*EXCERPTED RECORDS*.
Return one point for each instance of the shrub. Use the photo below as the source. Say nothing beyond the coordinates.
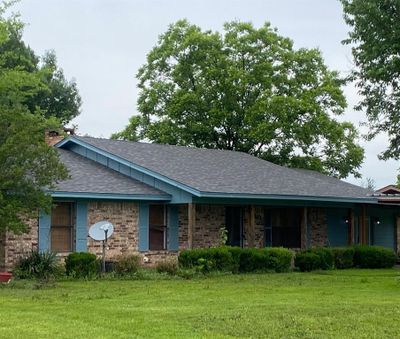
(282, 258)
(374, 257)
(255, 260)
(216, 258)
(168, 266)
(318, 258)
(343, 257)
(326, 257)
(81, 265)
(307, 261)
(127, 264)
(236, 259)
(39, 265)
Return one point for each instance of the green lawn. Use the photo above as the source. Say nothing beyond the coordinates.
(349, 303)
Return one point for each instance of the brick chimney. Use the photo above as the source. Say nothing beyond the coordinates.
(54, 136)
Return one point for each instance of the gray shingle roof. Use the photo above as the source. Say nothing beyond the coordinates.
(220, 171)
(88, 176)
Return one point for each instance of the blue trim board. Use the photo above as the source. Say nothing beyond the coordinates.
(44, 232)
(173, 227)
(286, 197)
(143, 226)
(81, 235)
(110, 196)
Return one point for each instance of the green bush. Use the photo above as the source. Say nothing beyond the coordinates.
(236, 259)
(318, 258)
(326, 256)
(81, 265)
(169, 266)
(255, 260)
(127, 264)
(39, 265)
(216, 258)
(374, 257)
(282, 258)
(343, 257)
(307, 261)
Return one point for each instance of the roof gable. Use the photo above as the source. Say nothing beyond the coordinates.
(205, 172)
(90, 179)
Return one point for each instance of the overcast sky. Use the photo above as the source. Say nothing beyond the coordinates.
(103, 43)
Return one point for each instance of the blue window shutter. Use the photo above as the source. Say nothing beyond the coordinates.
(81, 227)
(44, 232)
(173, 228)
(143, 226)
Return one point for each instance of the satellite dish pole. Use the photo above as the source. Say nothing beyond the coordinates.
(102, 230)
(105, 229)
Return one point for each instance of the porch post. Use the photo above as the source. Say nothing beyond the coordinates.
(252, 227)
(191, 223)
(398, 234)
(350, 240)
(304, 230)
(363, 238)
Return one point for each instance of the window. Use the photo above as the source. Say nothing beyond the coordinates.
(62, 227)
(157, 227)
(283, 227)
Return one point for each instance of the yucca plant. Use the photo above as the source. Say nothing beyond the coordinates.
(39, 265)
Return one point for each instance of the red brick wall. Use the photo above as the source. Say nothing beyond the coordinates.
(124, 216)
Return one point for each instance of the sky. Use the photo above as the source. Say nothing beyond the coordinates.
(102, 44)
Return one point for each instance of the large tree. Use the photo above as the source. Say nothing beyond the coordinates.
(375, 41)
(28, 166)
(248, 90)
(57, 97)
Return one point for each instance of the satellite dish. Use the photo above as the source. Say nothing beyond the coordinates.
(101, 230)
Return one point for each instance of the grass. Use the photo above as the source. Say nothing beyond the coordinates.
(329, 304)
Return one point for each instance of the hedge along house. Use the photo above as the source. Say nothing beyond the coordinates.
(162, 199)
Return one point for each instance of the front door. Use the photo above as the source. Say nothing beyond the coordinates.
(234, 225)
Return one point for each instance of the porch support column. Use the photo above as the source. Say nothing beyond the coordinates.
(304, 230)
(363, 226)
(252, 227)
(191, 223)
(350, 239)
(398, 234)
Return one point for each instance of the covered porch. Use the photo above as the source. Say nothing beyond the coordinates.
(297, 225)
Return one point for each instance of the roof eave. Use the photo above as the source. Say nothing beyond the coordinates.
(123, 161)
(109, 196)
(283, 197)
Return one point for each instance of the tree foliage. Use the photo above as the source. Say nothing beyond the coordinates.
(57, 97)
(375, 38)
(27, 165)
(246, 90)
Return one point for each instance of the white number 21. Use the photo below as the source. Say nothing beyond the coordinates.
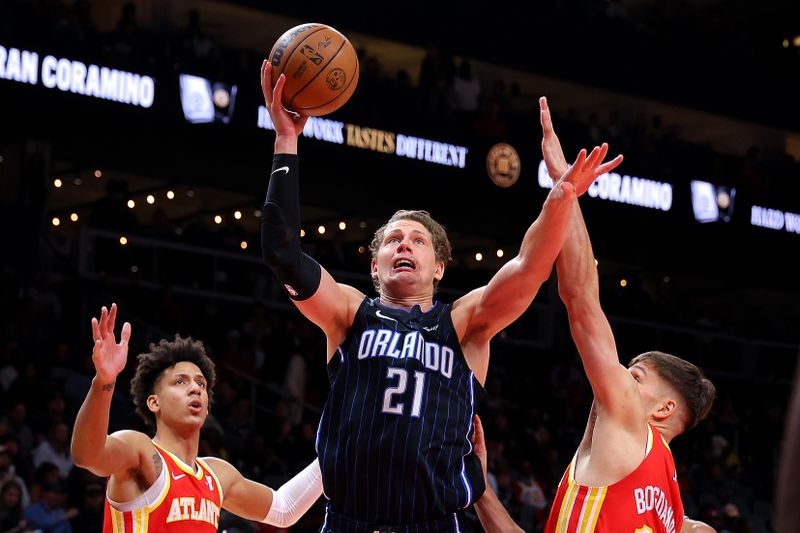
(394, 407)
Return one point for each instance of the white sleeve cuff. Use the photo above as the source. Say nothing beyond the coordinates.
(295, 497)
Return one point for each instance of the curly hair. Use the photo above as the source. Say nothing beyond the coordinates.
(441, 244)
(162, 356)
(687, 379)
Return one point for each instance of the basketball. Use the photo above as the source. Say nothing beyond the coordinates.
(321, 68)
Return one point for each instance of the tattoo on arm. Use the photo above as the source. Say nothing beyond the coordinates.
(157, 462)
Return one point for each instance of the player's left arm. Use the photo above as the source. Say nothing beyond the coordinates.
(695, 526)
(512, 289)
(254, 501)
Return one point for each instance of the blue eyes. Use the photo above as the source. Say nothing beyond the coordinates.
(181, 381)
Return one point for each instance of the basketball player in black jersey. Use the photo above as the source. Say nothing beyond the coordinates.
(406, 371)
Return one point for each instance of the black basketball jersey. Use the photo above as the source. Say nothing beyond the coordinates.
(394, 438)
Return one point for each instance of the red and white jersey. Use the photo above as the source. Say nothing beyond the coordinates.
(647, 500)
(181, 500)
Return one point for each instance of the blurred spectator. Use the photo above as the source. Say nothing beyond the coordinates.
(49, 513)
(466, 88)
(8, 473)
(12, 517)
(55, 450)
(90, 511)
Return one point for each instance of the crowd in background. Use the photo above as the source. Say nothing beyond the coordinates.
(272, 379)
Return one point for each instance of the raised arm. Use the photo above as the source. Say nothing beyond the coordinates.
(578, 286)
(92, 448)
(254, 501)
(311, 287)
(512, 289)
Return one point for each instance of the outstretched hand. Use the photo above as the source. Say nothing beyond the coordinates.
(286, 122)
(551, 147)
(585, 170)
(479, 443)
(109, 357)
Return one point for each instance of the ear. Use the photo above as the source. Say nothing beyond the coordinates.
(152, 403)
(666, 409)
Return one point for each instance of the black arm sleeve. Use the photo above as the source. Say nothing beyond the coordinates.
(280, 231)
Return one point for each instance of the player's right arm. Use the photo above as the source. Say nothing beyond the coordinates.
(578, 286)
(313, 290)
(92, 448)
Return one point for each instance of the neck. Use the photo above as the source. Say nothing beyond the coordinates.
(183, 446)
(407, 302)
(665, 429)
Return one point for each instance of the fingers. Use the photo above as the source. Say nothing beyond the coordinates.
(95, 330)
(611, 165)
(125, 336)
(277, 91)
(103, 321)
(544, 116)
(112, 319)
(266, 82)
(581, 159)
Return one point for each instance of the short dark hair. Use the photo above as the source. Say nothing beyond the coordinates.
(162, 356)
(441, 244)
(687, 379)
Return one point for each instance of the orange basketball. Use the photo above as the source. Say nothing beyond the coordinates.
(321, 68)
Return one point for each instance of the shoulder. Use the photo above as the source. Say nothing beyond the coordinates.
(133, 438)
(221, 468)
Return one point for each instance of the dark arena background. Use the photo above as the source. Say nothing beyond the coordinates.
(134, 157)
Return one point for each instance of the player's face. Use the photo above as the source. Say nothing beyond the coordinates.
(406, 257)
(182, 395)
(652, 389)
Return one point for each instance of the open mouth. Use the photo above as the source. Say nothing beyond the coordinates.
(404, 264)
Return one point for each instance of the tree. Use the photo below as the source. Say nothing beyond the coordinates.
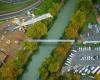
(97, 76)
(55, 9)
(53, 67)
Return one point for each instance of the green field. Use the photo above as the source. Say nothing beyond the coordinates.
(7, 7)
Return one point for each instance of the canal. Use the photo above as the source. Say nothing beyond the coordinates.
(31, 72)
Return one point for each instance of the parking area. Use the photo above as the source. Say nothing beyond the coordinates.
(9, 42)
(87, 56)
(83, 60)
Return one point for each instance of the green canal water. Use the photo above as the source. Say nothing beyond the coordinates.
(31, 72)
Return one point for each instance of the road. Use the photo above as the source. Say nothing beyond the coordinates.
(20, 12)
(56, 31)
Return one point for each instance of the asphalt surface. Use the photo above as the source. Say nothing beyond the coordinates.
(20, 12)
(92, 61)
(92, 34)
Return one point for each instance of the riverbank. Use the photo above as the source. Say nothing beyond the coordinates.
(51, 67)
(18, 61)
(55, 32)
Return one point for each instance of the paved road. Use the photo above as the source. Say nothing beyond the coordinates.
(20, 12)
(50, 40)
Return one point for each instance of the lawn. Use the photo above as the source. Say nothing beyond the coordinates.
(5, 7)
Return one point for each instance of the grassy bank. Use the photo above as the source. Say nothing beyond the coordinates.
(16, 65)
(51, 67)
(6, 7)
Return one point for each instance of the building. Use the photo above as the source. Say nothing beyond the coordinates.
(13, 1)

*ASSIGNMENT*.
Everything from the line containing "Return one point for each instance of the grassy" to the last line of the entries above should be quoted exactly, and only that.

*OUTPUT OF THE EXERCISE*.
Return one point for each instance of the grassy bank. Use the photo above as the source. Say nothing beyond the coordinates.
(16, 65)
(51, 67)
(6, 7)
Return one point for each instance of the building. Use the photo above as the source. Say nothing beyond the coordinates.
(13, 1)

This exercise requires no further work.